_Task to carry out_:
Count the lines in the entries below that contain the string "elderly", treating uppercase and lowercase as different, and give only the number.

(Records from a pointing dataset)
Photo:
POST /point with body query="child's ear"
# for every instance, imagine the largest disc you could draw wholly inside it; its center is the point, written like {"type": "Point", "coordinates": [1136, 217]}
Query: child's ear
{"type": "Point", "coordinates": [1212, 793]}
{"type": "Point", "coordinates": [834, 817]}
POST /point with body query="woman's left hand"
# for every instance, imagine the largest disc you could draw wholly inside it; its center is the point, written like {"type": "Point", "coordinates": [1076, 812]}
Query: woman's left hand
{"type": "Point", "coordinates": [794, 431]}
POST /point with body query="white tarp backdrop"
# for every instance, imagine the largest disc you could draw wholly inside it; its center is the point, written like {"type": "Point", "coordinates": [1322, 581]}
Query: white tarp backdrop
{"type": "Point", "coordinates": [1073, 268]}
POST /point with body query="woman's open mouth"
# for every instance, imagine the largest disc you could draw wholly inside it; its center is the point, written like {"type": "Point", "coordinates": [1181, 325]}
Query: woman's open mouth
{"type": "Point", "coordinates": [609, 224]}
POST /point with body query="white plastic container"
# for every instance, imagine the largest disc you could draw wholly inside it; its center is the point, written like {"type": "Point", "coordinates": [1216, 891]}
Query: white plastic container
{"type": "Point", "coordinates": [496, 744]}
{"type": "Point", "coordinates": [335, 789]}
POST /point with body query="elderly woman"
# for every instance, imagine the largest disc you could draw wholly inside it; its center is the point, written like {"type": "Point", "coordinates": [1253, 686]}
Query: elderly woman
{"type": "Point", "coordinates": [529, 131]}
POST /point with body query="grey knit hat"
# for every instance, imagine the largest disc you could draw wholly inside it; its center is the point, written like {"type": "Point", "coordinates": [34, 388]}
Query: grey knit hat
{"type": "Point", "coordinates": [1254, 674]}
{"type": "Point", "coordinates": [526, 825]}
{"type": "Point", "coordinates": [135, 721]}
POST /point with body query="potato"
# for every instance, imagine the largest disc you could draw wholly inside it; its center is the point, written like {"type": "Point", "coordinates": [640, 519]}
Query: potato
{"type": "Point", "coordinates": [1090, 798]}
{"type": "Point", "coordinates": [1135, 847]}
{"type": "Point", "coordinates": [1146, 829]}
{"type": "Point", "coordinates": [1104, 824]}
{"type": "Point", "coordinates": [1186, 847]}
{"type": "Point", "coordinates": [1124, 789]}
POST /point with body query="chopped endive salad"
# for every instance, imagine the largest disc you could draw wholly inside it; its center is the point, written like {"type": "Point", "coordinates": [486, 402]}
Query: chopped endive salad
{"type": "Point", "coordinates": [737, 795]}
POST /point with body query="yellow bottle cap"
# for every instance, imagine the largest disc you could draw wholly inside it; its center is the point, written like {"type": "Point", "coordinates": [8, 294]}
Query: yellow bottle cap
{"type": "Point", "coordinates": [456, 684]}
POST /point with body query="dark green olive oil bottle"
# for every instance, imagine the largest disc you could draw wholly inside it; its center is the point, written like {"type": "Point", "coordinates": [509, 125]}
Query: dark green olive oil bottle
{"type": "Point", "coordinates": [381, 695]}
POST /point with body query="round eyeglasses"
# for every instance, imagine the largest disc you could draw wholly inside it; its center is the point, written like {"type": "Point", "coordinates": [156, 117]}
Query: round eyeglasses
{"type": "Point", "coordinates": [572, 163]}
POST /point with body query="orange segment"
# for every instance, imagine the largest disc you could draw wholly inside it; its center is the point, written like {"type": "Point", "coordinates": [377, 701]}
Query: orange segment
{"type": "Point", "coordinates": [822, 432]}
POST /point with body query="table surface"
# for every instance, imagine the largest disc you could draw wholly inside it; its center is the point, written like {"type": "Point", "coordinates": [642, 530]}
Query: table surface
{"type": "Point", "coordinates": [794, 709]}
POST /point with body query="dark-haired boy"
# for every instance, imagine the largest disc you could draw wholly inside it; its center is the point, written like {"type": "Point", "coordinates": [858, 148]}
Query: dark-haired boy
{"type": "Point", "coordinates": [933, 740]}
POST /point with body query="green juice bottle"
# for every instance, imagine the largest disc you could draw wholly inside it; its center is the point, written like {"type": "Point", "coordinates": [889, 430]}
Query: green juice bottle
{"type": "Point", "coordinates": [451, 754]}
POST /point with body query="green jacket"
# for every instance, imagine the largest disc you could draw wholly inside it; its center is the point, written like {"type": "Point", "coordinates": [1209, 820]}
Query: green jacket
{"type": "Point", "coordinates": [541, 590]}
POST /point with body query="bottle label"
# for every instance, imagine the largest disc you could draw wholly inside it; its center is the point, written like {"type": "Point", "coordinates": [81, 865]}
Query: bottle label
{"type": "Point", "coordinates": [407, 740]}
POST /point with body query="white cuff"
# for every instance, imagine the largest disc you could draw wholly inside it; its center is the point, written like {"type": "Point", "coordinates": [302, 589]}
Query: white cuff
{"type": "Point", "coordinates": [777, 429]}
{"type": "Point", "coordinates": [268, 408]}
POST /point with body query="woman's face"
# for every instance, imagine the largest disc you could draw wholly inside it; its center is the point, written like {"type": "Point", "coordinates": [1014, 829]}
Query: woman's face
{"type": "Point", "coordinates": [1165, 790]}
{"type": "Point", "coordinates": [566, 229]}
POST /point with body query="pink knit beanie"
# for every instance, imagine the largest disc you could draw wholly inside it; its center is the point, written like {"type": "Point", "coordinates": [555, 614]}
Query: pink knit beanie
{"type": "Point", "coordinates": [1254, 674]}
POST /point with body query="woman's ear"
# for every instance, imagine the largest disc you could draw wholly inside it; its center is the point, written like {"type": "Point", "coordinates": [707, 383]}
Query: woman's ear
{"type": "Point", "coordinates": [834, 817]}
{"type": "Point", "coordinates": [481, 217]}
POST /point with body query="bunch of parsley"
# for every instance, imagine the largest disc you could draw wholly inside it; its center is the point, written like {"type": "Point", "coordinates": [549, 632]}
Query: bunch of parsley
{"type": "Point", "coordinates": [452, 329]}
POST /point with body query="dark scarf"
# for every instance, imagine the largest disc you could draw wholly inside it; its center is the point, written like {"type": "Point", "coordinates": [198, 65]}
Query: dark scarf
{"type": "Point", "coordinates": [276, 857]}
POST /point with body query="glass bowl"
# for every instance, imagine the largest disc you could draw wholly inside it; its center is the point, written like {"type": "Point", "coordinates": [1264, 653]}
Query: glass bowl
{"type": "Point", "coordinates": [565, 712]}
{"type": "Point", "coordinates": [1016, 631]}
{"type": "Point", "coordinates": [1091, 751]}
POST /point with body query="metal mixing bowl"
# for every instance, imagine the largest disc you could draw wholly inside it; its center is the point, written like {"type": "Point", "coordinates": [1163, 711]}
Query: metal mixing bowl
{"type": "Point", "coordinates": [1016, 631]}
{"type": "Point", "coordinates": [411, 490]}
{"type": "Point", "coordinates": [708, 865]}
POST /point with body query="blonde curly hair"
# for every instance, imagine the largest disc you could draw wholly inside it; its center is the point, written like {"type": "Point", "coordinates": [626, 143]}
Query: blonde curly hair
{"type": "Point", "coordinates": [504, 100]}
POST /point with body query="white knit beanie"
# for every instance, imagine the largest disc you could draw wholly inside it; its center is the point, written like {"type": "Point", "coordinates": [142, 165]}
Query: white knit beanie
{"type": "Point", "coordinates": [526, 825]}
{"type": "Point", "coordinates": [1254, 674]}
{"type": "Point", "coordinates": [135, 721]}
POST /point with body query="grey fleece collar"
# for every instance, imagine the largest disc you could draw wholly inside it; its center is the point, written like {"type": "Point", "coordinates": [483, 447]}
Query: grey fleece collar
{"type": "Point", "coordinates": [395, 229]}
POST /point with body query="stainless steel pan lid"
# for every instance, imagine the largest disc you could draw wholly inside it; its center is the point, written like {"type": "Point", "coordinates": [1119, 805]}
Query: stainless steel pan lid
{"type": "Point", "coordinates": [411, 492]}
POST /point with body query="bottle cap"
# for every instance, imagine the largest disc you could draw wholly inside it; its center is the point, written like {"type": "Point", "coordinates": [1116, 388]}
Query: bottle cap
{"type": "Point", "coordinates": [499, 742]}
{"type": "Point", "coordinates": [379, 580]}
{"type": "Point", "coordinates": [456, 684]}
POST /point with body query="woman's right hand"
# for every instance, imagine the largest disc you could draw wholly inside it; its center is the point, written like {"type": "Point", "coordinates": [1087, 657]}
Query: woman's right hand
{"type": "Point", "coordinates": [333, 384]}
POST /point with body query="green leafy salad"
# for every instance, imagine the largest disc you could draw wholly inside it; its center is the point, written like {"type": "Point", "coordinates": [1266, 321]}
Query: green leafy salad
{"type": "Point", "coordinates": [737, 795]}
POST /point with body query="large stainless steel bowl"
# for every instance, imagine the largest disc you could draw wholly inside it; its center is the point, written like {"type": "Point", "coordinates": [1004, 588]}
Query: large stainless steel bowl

_Result of this task_:
2